* [EXERCISE PROMPT]:
Below is a set of entries. Reproduce exactly the lines from the one containing "Verify that every instance of the white umbrella" through the end, both included.

———

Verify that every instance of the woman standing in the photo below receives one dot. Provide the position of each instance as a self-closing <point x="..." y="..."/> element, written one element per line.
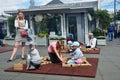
<point x="21" y="25"/>
<point x="54" y="51"/>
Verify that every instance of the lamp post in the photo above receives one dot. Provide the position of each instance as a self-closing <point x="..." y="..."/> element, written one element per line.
<point x="114" y="12"/>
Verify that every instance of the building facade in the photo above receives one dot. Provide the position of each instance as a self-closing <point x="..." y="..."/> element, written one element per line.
<point x="75" y="18"/>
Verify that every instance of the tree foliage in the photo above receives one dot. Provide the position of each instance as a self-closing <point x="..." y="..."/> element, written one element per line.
<point x="104" y="18"/>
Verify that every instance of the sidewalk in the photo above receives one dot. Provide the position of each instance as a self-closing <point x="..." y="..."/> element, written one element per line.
<point x="108" y="66"/>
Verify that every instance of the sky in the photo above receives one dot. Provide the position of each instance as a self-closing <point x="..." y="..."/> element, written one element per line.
<point x="23" y="4"/>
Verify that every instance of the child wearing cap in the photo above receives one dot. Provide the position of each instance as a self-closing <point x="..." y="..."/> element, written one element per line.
<point x="92" y="43"/>
<point x="69" y="45"/>
<point x="54" y="51"/>
<point x="76" y="55"/>
<point x="33" y="57"/>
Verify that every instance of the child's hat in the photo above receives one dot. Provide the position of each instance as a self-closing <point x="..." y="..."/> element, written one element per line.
<point x="76" y="43"/>
<point x="32" y="43"/>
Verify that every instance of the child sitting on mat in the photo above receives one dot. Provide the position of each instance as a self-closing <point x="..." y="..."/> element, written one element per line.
<point x="33" y="57"/>
<point x="76" y="55"/>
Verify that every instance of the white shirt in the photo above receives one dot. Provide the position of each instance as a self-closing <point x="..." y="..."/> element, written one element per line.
<point x="92" y="42"/>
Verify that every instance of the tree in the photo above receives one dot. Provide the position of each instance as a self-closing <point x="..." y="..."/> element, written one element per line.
<point x="118" y="15"/>
<point x="104" y="18"/>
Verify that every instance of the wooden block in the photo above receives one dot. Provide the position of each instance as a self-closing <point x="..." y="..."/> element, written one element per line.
<point x="18" y="66"/>
<point x="66" y="65"/>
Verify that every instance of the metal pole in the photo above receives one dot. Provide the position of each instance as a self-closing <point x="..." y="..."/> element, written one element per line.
<point x="114" y="12"/>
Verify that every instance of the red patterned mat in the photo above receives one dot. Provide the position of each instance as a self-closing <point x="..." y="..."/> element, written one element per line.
<point x="5" y="50"/>
<point x="57" y="69"/>
<point x="92" y="51"/>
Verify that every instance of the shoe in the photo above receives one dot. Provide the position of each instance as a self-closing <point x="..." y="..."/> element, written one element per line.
<point x="9" y="60"/>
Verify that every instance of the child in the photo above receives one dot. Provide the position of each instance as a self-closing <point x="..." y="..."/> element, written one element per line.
<point x="76" y="55"/>
<point x="33" y="57"/>
<point x="54" y="51"/>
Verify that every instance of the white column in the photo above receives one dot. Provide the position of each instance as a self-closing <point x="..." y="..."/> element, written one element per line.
<point x="86" y="28"/>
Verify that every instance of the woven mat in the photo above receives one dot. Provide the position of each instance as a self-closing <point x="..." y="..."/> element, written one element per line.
<point x="57" y="69"/>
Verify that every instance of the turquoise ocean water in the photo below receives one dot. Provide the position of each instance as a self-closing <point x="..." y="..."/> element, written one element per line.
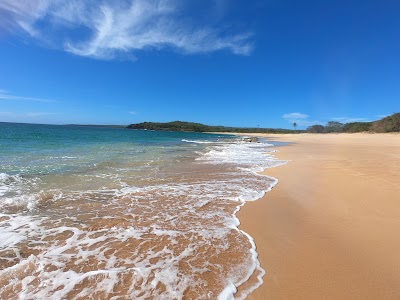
<point x="112" y="213"/>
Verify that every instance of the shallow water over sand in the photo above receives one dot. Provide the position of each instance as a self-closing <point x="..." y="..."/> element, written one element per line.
<point x="127" y="215"/>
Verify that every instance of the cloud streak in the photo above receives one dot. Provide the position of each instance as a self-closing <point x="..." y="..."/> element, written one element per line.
<point x="110" y="29"/>
<point x="4" y="95"/>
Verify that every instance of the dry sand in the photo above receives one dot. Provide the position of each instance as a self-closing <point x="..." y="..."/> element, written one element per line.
<point x="330" y="229"/>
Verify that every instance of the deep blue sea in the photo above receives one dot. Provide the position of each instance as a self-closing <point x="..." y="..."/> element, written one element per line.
<point x="112" y="213"/>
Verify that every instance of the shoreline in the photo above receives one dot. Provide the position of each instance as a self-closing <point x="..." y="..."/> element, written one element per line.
<point x="327" y="230"/>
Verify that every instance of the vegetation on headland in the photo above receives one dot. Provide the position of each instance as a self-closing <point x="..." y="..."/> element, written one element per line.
<point x="387" y="124"/>
<point x="197" y="127"/>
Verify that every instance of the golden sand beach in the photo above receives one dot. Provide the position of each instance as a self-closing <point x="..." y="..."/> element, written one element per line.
<point x="330" y="229"/>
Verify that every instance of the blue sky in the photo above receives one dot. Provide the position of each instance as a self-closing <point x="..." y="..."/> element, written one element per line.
<point x="237" y="63"/>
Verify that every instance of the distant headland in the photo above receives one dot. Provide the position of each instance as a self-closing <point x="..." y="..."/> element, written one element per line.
<point x="387" y="124"/>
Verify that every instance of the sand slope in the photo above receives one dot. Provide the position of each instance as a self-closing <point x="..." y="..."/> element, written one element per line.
<point x="331" y="228"/>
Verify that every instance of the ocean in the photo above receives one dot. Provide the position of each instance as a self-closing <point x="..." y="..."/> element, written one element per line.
<point x="112" y="213"/>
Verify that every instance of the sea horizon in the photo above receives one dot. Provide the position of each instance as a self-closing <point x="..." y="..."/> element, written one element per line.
<point x="128" y="213"/>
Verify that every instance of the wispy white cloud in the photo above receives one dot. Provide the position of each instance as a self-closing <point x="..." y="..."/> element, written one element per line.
<point x="349" y="120"/>
<point x="6" y="96"/>
<point x="22" y="115"/>
<point x="121" y="27"/>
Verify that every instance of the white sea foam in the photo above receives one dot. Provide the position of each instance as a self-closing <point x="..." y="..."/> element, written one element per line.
<point x="139" y="236"/>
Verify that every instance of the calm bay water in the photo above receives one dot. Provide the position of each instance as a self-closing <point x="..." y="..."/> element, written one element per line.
<point x="111" y="213"/>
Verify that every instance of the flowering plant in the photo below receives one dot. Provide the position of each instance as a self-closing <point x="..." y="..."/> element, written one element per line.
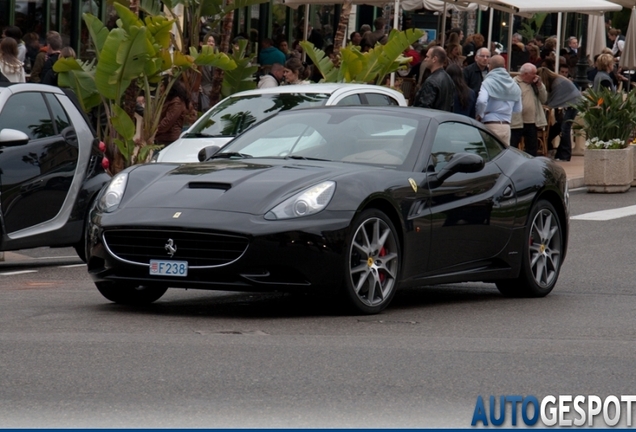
<point x="608" y="118"/>
<point x="596" y="143"/>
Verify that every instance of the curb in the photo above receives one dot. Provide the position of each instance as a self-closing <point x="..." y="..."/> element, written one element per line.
<point x="15" y="260"/>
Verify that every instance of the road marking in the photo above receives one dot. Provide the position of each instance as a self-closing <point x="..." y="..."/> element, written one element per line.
<point x="604" y="215"/>
<point x="18" y="272"/>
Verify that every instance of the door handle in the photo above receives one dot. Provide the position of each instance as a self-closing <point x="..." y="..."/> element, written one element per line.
<point x="508" y="192"/>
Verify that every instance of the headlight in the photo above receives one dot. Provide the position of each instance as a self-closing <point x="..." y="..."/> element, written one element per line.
<point x="112" y="195"/>
<point x="308" y="202"/>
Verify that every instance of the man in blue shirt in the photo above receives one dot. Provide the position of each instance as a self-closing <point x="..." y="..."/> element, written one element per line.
<point x="270" y="54"/>
<point x="498" y="98"/>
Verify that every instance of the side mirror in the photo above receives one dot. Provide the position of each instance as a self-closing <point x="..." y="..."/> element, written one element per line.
<point x="12" y="137"/>
<point x="460" y="162"/>
<point x="207" y="152"/>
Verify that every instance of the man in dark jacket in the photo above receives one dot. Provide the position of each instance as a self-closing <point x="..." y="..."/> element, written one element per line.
<point x="475" y="73"/>
<point x="438" y="91"/>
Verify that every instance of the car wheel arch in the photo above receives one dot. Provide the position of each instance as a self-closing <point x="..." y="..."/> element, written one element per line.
<point x="553" y="198"/>
<point x="385" y="206"/>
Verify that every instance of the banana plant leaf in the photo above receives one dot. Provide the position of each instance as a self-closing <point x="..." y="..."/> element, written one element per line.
<point x="159" y="28"/>
<point x="133" y="53"/>
<point x="122" y="123"/>
<point x="380" y="59"/>
<point x="79" y="76"/>
<point x="98" y="32"/>
<point x="321" y="61"/>
<point x="108" y="71"/>
<point x="127" y="18"/>
<point x="351" y="63"/>
<point x="396" y="44"/>
<point x="208" y="57"/>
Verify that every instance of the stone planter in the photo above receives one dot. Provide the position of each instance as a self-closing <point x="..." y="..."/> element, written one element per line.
<point x="609" y="171"/>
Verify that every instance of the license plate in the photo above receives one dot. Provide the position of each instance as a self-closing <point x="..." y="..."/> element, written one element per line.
<point x="168" y="268"/>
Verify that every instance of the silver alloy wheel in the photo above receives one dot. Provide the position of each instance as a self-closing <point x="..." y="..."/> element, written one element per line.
<point x="545" y="248"/>
<point x="374" y="261"/>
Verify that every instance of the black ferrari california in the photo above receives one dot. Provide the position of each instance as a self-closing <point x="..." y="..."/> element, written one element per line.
<point x="355" y="201"/>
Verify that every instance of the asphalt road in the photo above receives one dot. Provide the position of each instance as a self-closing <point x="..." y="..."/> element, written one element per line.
<point x="69" y="358"/>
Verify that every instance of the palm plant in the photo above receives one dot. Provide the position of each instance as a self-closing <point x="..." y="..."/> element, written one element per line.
<point x="608" y="118"/>
<point x="352" y="65"/>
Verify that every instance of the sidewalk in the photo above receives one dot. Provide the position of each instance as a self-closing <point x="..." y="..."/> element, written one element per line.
<point x="574" y="171"/>
<point x="17" y="260"/>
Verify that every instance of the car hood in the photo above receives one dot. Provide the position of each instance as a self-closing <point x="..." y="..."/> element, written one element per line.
<point x="186" y="150"/>
<point x="227" y="185"/>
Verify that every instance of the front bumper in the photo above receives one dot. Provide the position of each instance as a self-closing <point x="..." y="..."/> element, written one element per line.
<point x="285" y="255"/>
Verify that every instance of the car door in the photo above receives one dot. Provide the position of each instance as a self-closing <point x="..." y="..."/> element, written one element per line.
<point x="472" y="213"/>
<point x="36" y="177"/>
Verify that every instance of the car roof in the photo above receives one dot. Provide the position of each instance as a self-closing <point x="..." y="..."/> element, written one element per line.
<point x="315" y="88"/>
<point x="437" y="115"/>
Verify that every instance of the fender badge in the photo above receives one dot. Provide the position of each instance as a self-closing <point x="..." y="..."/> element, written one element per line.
<point x="413" y="184"/>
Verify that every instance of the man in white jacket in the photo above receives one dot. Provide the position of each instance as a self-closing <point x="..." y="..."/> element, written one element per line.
<point x="273" y="78"/>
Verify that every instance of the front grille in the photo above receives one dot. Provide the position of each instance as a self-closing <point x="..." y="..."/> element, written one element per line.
<point x="199" y="249"/>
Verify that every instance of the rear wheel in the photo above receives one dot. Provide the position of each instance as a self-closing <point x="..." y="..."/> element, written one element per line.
<point x="124" y="294"/>
<point x="541" y="256"/>
<point x="372" y="262"/>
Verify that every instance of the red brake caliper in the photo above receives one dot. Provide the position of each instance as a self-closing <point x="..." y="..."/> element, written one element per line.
<point x="382" y="253"/>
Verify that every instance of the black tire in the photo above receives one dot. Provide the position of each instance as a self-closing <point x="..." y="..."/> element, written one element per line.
<point x="123" y="294"/>
<point x="542" y="253"/>
<point x="372" y="262"/>
<point x="80" y="248"/>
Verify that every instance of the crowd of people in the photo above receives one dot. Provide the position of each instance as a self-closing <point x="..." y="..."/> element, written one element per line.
<point x="471" y="79"/>
<point x="457" y="75"/>
<point x="23" y="59"/>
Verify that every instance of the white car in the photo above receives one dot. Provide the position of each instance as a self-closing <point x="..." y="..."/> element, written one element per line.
<point x="239" y="111"/>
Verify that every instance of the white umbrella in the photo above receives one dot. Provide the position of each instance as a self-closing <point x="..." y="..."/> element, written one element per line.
<point x="628" y="57"/>
<point x="595" y="35"/>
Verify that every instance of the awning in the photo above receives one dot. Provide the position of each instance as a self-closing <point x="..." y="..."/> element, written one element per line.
<point x="628" y="56"/>
<point x="434" y="5"/>
<point x="529" y="7"/>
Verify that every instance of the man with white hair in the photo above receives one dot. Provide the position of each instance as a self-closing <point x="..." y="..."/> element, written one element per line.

———

* [THE OUTPUT]:
Verify that every instance of the white umbrella in the photo above receives one dot. Provide the position of each instance as a self-closing <point x="..." y="..."/> element, written one element per line.
<point x="628" y="57"/>
<point x="595" y="35"/>
Verify that every instance of the awning in the photo above receives one dot. Provide the position of each instance as a self-closing <point x="..." y="..."/> element, written one element per line.
<point x="628" y="56"/>
<point x="434" y="5"/>
<point x="529" y="7"/>
Verify that every instance of the man with white hair in the photo above receives one dot. Provide the position of each instance as a self-closing <point x="..." y="..."/> element, written one element per line.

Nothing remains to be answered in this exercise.